▶ **Problem**:
Copy the material below word for word, from the line containing "Q: For each instance of the beige floor" up to and including the line containing "x=556 y=290".

▶ **Provided records**:
* Start *

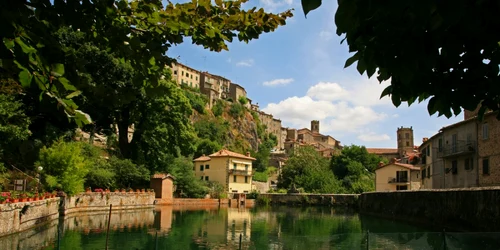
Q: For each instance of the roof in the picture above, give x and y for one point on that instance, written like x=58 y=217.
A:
x=408 y=166
x=162 y=176
x=202 y=158
x=382 y=150
x=226 y=153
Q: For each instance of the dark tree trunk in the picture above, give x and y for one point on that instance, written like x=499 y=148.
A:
x=123 y=123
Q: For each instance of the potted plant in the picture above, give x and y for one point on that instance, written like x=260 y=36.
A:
x=23 y=197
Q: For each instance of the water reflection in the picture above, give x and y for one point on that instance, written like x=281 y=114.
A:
x=264 y=228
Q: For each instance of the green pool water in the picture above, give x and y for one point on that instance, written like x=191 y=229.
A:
x=231 y=228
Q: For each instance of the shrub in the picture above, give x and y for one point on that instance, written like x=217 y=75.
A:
x=243 y=100
x=65 y=167
x=237 y=110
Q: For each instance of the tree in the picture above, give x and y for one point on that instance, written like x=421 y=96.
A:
x=308 y=170
x=355 y=167
x=137 y=32
x=444 y=51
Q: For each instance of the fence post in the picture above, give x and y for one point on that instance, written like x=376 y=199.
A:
x=368 y=239
x=444 y=239
x=240 y=242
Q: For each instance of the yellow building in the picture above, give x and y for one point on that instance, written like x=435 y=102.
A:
x=232 y=170
x=397 y=176
x=183 y=74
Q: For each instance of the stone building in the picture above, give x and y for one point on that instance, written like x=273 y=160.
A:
x=236 y=91
x=183 y=74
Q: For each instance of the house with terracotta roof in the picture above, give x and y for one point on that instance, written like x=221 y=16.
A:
x=397 y=176
x=232 y=170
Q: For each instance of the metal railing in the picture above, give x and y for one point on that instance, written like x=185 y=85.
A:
x=458 y=148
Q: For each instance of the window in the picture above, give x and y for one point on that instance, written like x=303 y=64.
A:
x=485 y=131
x=454 y=139
x=401 y=176
x=486 y=166
x=468 y=164
x=454 y=167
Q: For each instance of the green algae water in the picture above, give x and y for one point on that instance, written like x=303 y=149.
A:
x=231 y=228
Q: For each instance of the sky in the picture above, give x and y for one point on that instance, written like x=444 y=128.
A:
x=297 y=74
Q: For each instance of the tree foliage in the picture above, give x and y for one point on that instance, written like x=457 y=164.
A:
x=138 y=32
x=307 y=169
x=444 y=51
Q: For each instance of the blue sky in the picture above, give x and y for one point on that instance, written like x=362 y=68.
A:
x=296 y=73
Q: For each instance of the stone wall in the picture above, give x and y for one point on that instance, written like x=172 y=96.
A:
x=85 y=202
x=467 y=209
x=347 y=200
x=16 y=217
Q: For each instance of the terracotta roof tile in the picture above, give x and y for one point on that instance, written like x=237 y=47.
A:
x=225 y=152
x=382 y=150
x=202 y=158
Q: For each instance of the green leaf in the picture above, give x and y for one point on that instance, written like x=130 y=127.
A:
x=432 y=106
x=76 y=93
x=361 y=66
x=351 y=60
x=66 y=84
x=387 y=91
x=25 y=78
x=308 y=5
x=57 y=69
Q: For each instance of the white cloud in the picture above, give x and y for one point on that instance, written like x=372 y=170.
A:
x=273 y=5
x=326 y=35
x=245 y=63
x=277 y=82
x=372 y=137
x=335 y=113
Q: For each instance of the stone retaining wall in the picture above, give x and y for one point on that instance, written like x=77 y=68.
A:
x=16 y=217
x=86 y=202
x=346 y=200
x=466 y=209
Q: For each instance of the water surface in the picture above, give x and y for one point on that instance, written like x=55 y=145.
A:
x=261 y=228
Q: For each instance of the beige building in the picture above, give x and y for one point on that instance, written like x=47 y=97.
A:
x=324 y=144
x=488 y=138
x=183 y=74
x=232 y=170
x=397 y=176
x=236 y=91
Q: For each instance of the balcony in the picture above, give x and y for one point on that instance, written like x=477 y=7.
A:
x=457 y=149
x=398 y=180
x=241 y=172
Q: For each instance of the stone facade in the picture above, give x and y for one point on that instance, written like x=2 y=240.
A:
x=488 y=138
x=183 y=74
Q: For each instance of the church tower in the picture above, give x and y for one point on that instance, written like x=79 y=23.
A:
x=405 y=140
x=315 y=126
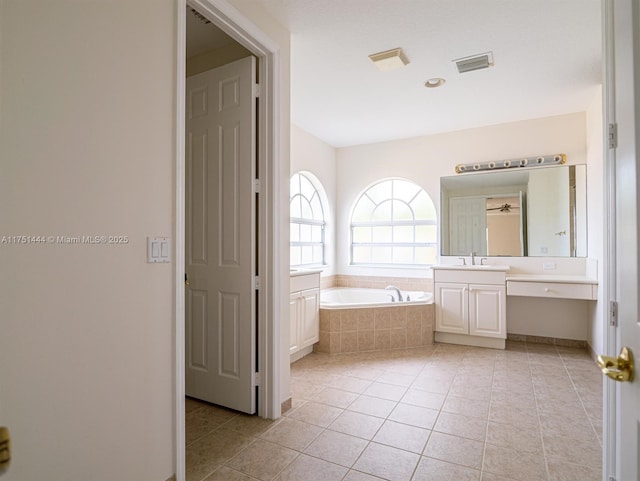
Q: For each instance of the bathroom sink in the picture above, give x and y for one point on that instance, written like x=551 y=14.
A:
x=472 y=268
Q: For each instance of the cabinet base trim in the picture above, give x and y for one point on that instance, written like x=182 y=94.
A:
x=301 y=353
x=465 y=340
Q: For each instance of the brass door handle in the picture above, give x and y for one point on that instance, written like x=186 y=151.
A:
x=618 y=368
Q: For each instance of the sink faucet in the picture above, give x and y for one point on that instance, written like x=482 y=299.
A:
x=394 y=288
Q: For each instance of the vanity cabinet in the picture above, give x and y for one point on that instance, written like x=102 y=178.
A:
x=304 y=312
x=475 y=309
x=471 y=306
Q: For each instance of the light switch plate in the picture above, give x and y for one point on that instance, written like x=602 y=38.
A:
x=158 y=249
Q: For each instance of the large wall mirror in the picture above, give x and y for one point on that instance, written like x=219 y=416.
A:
x=538 y=211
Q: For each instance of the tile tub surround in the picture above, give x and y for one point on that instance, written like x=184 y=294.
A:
x=529 y=413
x=378 y=282
x=375 y=329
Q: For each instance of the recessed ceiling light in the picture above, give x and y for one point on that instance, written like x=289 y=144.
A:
x=389 y=59
x=434 y=82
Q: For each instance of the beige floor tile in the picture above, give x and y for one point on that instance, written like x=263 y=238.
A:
x=402 y=436
x=350 y=384
x=262 y=460
x=335 y=397
x=454 y=449
x=357 y=424
x=414 y=415
x=198 y=423
x=337 y=448
x=373 y=406
x=467 y=407
x=316 y=413
x=463 y=426
x=387 y=463
x=292 y=434
x=358 y=476
x=386 y=391
x=575 y=451
x=561 y=471
x=423 y=399
x=308 y=468
x=227 y=474
x=396 y=379
x=250 y=425
x=431 y=469
x=191 y=404
x=209 y=452
x=528 y=440
x=304 y=389
x=514 y=464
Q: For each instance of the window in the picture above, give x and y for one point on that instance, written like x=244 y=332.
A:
x=307 y=221
x=394 y=223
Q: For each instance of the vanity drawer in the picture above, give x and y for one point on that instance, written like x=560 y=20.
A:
x=556 y=290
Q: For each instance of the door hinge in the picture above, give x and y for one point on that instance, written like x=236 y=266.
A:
x=613 y=136
x=613 y=313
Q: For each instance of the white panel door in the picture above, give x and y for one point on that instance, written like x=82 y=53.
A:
x=487 y=310
x=452 y=311
x=220 y=236
x=626 y=17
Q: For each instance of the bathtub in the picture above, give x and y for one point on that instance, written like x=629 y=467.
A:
x=353 y=297
x=360 y=320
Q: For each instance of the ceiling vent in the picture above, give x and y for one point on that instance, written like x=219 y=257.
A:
x=476 y=62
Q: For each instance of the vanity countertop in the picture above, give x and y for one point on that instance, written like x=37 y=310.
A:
x=303 y=272
x=557 y=278
x=476 y=267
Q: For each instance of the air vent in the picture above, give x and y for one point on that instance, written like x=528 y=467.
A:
x=477 y=62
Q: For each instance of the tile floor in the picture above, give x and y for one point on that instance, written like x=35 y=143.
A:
x=530 y=413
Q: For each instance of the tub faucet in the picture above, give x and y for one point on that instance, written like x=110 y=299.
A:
x=394 y=288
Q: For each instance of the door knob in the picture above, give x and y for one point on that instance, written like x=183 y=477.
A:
x=618 y=368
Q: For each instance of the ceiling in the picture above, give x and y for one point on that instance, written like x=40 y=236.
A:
x=547 y=61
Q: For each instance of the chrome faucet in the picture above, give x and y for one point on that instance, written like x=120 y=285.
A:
x=394 y=288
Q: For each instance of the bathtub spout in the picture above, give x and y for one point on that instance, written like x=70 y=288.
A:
x=394 y=288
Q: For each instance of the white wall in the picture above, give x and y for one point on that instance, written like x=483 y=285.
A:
x=311 y=154
x=425 y=159
x=87 y=148
x=87 y=331
x=595 y=208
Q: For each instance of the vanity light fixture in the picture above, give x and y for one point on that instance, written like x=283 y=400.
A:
x=434 y=82
x=541 y=160
x=389 y=59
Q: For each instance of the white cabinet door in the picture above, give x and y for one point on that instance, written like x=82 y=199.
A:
x=294 y=322
x=487 y=306
x=310 y=317
x=452 y=312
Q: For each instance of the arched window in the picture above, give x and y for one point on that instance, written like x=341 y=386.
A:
x=394 y=223
x=307 y=221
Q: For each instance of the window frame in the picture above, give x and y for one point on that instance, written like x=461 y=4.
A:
x=373 y=224
x=302 y=221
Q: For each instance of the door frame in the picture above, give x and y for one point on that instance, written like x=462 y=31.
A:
x=242 y=30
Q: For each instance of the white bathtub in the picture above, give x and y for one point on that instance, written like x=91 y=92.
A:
x=352 y=297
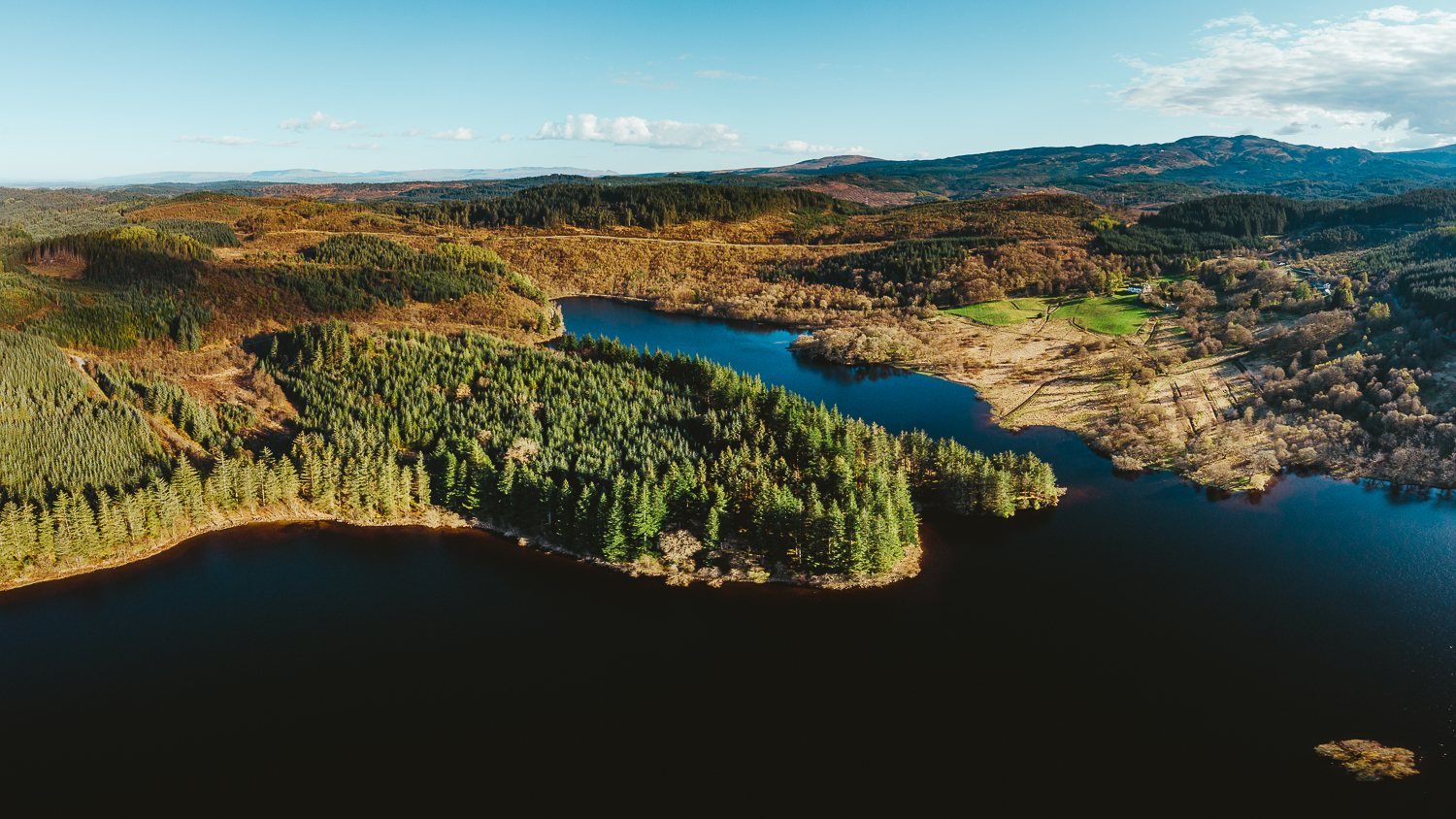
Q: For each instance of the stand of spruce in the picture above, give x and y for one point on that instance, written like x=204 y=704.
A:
x=597 y=448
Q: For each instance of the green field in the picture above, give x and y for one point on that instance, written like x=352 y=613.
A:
x=1111 y=314
x=999 y=313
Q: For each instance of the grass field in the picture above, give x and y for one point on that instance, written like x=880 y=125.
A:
x=1111 y=314
x=1001 y=313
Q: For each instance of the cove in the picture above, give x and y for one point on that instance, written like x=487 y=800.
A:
x=1143 y=639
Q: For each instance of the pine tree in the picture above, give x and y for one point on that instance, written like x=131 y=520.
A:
x=613 y=525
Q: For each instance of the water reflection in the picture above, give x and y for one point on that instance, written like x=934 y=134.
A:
x=1142 y=612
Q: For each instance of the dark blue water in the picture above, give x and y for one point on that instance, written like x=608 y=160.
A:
x=1144 y=641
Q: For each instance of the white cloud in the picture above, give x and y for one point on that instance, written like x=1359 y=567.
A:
x=1398 y=14
x=319 y=119
x=459 y=134
x=1391 y=69
x=716 y=75
x=637 y=131
x=801 y=147
x=218 y=140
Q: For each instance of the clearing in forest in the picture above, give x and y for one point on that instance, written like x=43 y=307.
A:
x=1109 y=314
x=1002 y=313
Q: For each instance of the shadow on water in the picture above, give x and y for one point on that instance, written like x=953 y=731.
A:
x=1146 y=639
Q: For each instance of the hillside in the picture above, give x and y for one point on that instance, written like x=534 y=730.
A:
x=1133 y=175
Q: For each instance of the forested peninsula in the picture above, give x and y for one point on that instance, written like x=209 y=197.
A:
x=130 y=425
x=351 y=360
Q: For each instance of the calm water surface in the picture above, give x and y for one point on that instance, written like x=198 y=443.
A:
x=1142 y=640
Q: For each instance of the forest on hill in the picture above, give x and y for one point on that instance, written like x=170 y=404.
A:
x=611 y=452
x=1213 y=278
x=609 y=206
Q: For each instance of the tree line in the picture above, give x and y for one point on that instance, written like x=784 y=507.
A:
x=649 y=206
x=606 y=448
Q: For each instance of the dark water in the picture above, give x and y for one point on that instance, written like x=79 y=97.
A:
x=1144 y=643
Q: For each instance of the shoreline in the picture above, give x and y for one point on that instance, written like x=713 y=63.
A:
x=436 y=519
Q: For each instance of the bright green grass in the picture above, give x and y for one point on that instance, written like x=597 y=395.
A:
x=1111 y=314
x=999 y=313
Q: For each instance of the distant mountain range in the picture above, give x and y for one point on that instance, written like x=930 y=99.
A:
x=1129 y=174
x=1135 y=177
x=306 y=177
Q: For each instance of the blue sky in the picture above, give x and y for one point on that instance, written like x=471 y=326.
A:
x=102 y=89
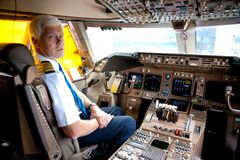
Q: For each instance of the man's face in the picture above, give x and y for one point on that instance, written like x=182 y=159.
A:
x=51 y=42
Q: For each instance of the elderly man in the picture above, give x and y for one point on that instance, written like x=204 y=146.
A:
x=76 y=115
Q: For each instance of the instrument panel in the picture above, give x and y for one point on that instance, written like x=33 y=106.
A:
x=181 y=89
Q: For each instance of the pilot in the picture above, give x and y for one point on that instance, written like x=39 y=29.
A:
x=76 y=115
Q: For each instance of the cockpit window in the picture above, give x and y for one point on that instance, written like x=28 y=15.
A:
x=218 y=40
x=130 y=40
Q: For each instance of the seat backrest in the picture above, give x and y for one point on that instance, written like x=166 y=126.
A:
x=34 y=95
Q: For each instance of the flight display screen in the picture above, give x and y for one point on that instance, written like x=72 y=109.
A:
x=152 y=82
x=136 y=79
x=160 y=144
x=181 y=87
x=181 y=104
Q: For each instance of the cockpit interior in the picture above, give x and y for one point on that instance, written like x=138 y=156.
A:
x=174 y=66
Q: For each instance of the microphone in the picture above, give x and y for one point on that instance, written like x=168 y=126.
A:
x=228 y=94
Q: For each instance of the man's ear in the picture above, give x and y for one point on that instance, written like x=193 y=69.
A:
x=35 y=43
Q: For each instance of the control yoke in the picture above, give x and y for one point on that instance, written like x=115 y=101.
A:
x=228 y=94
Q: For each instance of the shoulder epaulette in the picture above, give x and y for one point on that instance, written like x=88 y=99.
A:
x=45 y=67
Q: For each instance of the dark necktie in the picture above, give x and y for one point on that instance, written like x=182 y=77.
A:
x=77 y=99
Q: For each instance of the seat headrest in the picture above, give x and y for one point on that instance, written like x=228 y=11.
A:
x=18 y=56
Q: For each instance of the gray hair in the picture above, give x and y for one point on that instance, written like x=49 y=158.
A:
x=38 y=24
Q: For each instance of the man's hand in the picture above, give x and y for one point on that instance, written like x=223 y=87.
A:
x=102 y=117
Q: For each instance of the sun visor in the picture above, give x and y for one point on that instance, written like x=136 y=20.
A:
x=119 y=63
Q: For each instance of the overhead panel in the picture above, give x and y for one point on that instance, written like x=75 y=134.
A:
x=159 y=11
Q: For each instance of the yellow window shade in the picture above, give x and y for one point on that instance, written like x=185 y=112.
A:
x=71 y=58
x=13 y=31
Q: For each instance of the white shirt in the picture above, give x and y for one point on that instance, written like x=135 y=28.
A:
x=63 y=103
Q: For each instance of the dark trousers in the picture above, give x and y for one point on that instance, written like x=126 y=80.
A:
x=117 y=131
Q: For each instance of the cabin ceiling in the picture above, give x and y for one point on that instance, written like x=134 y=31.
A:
x=74 y=9
x=177 y=12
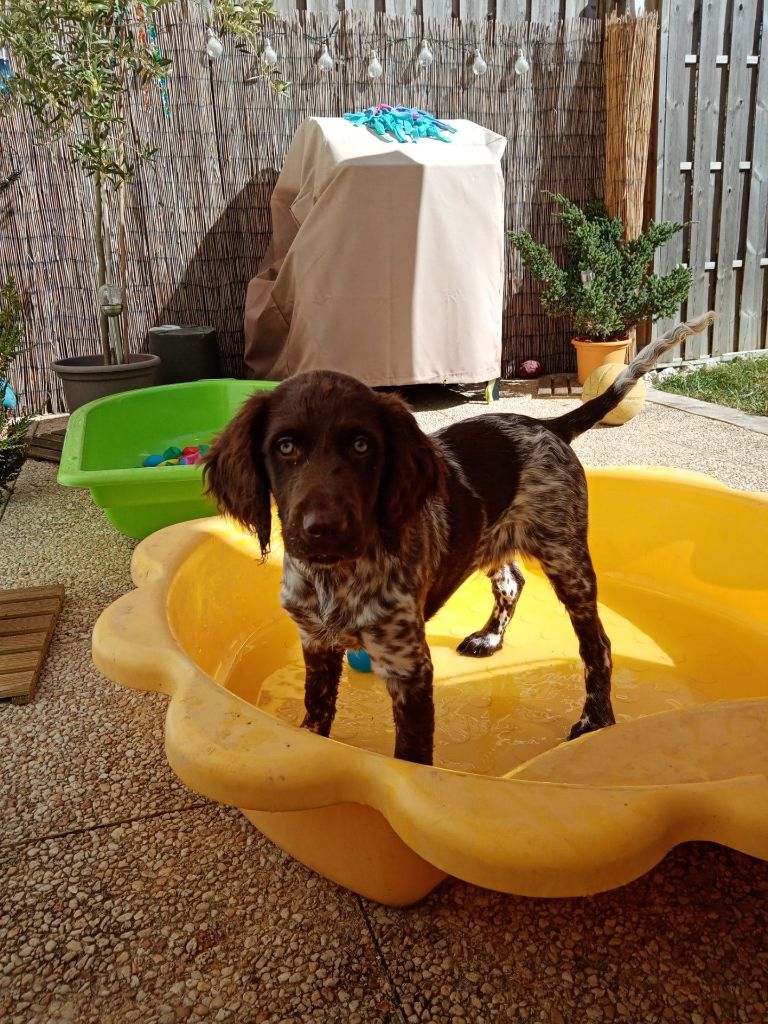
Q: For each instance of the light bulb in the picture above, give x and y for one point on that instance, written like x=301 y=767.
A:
x=268 y=55
x=478 y=65
x=111 y=300
x=426 y=56
x=375 y=69
x=214 y=46
x=325 y=60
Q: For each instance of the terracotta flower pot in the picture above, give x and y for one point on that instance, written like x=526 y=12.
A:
x=591 y=354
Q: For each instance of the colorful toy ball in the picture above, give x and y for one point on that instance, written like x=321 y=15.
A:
x=600 y=380
x=359 y=660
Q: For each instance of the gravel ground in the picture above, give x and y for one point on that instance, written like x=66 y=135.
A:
x=126 y=897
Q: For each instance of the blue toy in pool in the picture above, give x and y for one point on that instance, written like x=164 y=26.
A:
x=359 y=660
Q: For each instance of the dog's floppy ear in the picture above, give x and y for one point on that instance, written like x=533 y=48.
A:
x=235 y=472
x=413 y=473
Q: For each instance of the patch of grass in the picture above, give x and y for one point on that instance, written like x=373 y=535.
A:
x=737 y=383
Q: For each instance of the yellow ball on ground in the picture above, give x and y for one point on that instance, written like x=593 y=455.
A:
x=600 y=380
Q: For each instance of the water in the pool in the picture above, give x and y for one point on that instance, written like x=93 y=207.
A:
x=492 y=714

* End *

▶ **Answer to the problem**:
Q: For each instance of the beige floor tile in the picture above, give x and y for one point on that instance, written like x=263 y=238.
A:
x=402 y=436
x=350 y=384
x=262 y=460
x=335 y=397
x=454 y=449
x=357 y=424
x=414 y=415
x=198 y=423
x=337 y=448
x=373 y=406
x=467 y=407
x=316 y=413
x=463 y=426
x=387 y=463
x=292 y=434
x=358 y=476
x=386 y=391
x=575 y=451
x=561 y=471
x=423 y=399
x=308 y=468
x=227 y=474
x=396 y=379
x=250 y=425
x=431 y=469
x=191 y=404
x=209 y=452
x=528 y=440
x=304 y=389
x=514 y=464
Q: For each instance of the window in the picture above, give x and y for one point on that instance, written like x=244 y=332.
A:
x=307 y=221
x=394 y=223
Q: For each instance of the vanity drawer in the picture above, give x and y for one point on that instance, written like x=560 y=20.
A:
x=556 y=290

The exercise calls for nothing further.